**Description of the task:**
Each line from the one that contains "Could you point at the spanish" to the end of the material must be set down exactly, and no line before it.

**Provided records:**
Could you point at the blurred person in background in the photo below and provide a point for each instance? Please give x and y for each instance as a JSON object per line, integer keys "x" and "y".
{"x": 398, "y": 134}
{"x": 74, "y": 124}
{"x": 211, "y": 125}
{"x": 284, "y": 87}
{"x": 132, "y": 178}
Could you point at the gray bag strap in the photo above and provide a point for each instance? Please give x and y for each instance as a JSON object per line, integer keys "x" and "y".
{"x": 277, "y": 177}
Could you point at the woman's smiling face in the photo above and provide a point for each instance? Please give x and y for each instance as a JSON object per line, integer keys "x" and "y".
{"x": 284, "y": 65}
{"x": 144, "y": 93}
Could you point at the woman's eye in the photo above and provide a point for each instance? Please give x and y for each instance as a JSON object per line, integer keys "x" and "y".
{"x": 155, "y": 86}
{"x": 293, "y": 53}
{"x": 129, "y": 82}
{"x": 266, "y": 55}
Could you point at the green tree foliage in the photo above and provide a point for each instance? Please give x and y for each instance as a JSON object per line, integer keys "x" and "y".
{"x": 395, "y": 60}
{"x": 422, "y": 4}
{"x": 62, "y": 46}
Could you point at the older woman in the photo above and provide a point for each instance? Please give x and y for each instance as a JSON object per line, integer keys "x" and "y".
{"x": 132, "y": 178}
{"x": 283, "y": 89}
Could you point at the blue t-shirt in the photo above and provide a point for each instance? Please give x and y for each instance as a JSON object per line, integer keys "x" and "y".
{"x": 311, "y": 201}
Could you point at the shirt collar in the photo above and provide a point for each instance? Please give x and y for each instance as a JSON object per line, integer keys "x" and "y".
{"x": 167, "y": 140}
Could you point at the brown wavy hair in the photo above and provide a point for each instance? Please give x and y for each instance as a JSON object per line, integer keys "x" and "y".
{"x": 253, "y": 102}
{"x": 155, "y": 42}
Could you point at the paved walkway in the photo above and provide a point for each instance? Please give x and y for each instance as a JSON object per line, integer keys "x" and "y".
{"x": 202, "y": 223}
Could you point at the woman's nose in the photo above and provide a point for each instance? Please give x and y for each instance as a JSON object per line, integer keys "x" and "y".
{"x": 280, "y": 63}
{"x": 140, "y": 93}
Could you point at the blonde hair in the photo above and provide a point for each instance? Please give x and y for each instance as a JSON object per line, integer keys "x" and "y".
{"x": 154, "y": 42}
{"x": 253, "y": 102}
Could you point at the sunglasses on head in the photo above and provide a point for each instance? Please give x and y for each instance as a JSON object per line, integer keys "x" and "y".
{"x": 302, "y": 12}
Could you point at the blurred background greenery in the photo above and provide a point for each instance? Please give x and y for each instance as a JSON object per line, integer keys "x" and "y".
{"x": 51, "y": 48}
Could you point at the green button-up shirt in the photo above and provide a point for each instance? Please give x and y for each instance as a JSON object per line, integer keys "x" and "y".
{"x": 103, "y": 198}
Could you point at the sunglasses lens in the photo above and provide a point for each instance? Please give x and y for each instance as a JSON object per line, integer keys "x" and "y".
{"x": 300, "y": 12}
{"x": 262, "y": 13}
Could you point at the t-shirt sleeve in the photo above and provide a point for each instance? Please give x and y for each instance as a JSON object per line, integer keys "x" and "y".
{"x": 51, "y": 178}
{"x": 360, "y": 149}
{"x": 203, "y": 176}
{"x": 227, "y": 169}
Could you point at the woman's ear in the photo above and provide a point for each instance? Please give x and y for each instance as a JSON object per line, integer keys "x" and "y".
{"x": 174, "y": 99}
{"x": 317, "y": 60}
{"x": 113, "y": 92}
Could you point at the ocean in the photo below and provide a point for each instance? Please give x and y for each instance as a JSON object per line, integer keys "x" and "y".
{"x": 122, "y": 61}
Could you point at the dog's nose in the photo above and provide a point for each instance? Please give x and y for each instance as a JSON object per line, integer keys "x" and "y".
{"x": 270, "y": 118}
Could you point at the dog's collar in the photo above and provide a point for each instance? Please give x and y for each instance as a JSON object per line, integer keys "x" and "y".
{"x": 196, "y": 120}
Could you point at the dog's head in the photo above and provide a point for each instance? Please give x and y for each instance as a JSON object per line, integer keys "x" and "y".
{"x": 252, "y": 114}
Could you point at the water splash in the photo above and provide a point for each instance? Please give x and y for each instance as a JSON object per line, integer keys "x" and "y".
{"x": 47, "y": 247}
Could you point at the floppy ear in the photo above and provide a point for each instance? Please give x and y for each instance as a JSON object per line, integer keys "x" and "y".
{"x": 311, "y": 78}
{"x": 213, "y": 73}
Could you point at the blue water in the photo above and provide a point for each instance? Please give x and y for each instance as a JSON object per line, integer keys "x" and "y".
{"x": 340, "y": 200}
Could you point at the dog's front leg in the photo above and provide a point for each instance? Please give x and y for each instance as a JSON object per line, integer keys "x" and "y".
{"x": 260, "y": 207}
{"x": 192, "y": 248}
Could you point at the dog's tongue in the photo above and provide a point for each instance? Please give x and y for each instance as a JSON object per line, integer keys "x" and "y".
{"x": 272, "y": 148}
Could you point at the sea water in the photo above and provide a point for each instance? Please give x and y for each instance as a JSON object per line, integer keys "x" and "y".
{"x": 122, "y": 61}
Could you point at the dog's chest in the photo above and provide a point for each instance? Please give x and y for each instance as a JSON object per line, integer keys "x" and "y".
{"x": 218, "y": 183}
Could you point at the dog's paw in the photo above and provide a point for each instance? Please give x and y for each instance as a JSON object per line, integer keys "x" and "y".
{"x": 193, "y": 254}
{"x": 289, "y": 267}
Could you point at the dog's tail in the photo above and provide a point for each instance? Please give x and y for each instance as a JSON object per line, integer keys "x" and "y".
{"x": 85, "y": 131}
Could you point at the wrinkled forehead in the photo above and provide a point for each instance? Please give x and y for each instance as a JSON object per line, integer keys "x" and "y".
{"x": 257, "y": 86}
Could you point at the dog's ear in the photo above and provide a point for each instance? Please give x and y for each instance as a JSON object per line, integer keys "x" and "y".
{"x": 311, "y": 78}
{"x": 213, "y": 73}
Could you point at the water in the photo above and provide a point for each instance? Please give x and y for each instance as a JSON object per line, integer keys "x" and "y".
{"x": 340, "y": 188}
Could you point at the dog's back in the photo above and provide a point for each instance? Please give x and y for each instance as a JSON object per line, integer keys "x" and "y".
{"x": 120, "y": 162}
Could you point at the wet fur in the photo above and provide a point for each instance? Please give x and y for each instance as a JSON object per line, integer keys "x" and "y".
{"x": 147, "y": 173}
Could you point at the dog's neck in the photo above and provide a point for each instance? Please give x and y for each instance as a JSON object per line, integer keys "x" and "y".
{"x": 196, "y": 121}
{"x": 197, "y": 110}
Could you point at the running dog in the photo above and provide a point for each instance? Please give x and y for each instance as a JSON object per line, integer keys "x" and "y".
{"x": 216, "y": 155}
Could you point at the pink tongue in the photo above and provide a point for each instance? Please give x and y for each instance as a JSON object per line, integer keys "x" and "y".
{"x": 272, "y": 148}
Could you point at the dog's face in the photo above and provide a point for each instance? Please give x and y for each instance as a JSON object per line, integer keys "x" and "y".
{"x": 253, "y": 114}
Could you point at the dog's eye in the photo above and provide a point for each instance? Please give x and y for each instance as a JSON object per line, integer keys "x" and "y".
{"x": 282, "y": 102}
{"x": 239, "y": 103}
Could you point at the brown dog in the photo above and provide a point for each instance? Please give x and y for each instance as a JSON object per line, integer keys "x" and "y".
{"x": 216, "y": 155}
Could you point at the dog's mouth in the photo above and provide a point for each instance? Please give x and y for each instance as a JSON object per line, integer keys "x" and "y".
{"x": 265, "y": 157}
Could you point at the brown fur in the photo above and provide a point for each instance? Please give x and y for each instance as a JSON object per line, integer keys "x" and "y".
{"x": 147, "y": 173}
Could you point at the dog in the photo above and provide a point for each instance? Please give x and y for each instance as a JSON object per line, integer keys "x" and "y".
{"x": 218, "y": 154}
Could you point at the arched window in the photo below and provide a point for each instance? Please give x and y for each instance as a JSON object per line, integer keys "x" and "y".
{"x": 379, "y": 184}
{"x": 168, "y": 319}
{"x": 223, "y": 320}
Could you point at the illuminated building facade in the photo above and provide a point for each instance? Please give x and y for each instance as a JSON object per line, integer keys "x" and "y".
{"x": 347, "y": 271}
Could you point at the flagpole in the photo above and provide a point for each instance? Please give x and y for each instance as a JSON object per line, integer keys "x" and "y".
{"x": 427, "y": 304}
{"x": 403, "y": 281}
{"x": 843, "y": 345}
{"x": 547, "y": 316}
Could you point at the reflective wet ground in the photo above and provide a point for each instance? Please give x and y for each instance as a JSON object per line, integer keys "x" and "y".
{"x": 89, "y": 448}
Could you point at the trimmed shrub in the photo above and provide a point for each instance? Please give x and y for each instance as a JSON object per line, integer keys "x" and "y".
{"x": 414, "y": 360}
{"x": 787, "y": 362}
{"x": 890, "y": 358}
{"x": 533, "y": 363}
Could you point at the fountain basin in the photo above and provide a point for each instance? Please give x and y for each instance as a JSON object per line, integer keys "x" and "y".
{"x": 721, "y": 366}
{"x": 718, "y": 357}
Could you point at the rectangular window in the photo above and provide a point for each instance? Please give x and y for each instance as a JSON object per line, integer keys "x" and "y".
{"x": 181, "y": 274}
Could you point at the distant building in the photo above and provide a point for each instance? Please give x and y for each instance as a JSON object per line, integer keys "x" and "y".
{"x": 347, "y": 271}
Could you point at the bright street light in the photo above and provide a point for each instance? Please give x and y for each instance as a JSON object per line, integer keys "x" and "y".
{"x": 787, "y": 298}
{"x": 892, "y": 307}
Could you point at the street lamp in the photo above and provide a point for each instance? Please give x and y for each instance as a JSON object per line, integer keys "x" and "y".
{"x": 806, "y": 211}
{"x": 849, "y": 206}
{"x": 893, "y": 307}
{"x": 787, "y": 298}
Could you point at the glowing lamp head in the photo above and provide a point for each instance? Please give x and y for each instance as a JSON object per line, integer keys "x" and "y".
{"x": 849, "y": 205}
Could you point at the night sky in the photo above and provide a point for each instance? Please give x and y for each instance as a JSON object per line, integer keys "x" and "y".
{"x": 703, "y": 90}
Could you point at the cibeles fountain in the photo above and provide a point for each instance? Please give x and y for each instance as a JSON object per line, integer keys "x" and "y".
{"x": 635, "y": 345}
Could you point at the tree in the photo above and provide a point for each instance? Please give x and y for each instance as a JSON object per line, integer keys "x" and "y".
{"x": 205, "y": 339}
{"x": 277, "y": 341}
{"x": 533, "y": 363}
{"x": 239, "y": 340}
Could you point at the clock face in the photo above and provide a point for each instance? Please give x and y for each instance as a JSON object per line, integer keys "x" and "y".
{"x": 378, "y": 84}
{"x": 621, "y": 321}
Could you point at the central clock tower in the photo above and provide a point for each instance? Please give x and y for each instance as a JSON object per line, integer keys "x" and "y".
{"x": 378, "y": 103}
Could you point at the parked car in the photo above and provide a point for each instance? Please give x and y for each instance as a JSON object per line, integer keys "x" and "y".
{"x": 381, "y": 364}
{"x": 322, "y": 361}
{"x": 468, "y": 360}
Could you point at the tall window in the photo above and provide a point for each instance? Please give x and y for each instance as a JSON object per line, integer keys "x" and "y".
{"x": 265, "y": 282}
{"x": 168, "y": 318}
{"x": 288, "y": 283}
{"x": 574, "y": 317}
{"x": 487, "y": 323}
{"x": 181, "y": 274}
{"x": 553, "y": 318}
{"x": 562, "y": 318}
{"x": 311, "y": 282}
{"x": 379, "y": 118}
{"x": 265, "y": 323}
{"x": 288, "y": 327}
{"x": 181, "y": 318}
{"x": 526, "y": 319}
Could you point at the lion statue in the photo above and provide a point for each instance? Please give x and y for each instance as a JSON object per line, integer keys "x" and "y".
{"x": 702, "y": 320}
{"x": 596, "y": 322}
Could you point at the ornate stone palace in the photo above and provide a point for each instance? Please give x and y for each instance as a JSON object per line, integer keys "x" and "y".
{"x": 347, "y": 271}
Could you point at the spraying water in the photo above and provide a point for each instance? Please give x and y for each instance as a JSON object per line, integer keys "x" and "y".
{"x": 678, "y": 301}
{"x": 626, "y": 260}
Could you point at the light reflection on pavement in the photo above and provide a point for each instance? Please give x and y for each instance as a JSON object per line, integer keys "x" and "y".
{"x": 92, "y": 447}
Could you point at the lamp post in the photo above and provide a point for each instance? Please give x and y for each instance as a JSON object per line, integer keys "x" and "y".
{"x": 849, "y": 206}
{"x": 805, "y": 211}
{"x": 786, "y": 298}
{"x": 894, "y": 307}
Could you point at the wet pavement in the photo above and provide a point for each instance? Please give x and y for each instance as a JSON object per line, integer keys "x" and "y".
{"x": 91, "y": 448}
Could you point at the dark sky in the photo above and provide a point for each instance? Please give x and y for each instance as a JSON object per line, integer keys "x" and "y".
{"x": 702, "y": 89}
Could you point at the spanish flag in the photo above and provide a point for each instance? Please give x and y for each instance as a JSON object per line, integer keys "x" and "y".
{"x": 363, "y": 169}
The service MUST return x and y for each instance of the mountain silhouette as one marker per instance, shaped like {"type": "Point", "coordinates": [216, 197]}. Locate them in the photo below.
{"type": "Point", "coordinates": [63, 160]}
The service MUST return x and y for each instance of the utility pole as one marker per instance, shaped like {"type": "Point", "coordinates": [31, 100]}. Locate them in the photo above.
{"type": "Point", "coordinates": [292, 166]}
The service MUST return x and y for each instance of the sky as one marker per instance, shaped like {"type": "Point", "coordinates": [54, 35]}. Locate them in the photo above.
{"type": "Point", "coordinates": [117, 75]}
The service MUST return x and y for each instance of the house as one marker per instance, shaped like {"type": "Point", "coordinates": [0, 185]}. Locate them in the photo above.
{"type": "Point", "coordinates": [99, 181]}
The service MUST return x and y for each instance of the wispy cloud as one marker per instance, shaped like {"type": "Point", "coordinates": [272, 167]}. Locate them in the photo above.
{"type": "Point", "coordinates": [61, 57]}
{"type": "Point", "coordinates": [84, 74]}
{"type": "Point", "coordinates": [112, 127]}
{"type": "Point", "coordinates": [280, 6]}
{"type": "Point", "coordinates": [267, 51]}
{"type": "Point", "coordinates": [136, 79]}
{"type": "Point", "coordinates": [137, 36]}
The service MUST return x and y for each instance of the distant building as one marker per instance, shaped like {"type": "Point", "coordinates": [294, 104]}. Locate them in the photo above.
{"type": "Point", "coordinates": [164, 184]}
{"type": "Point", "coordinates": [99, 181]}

**Final result:**
Could you point at the spanish flag in the photo above and provide a point for each instance? Please give x and y for each instance as a JSON object per line, integer keys "x" and "y".
{"x": 363, "y": 169}
The service MUST return x and y for each instance of the mountain silhouette as one marker per instance, shaped like {"type": "Point", "coordinates": [216, 197]}. Locate them in the photo below.
{"type": "Point", "coordinates": [63, 160]}
The service MUST return x and y for each instance of the utility pole as one marker per instance, shaped like {"type": "Point", "coordinates": [31, 100]}. Locate them in the photo above.
{"type": "Point", "coordinates": [292, 166]}
The service MUST return x and y for each instance of the sky as one marker per instance, shaped like {"type": "Point", "coordinates": [54, 35]}. Locate them in the photo above.
{"type": "Point", "coordinates": [117, 75]}
The service MUST return x and y for each instance of the house as one marker per instance, shaped like {"type": "Point", "coordinates": [0, 185]}. Locate them in the photo above.
{"type": "Point", "coordinates": [99, 181]}
The service MUST return x and y for each instance of the wispy cloud as one marker per instance, shaped like {"type": "Point", "coordinates": [272, 167]}. Locate them in the photo above.
{"type": "Point", "coordinates": [61, 57]}
{"type": "Point", "coordinates": [84, 74]}
{"type": "Point", "coordinates": [112, 127]}
{"type": "Point", "coordinates": [280, 6]}
{"type": "Point", "coordinates": [267, 51]}
{"type": "Point", "coordinates": [136, 79]}
{"type": "Point", "coordinates": [137, 36]}
The service MUST return x and y for each instance of the distant building as one marker per instance, shaped like {"type": "Point", "coordinates": [294, 104]}. Locate them in the photo above.
{"type": "Point", "coordinates": [164, 184]}
{"type": "Point", "coordinates": [99, 181]}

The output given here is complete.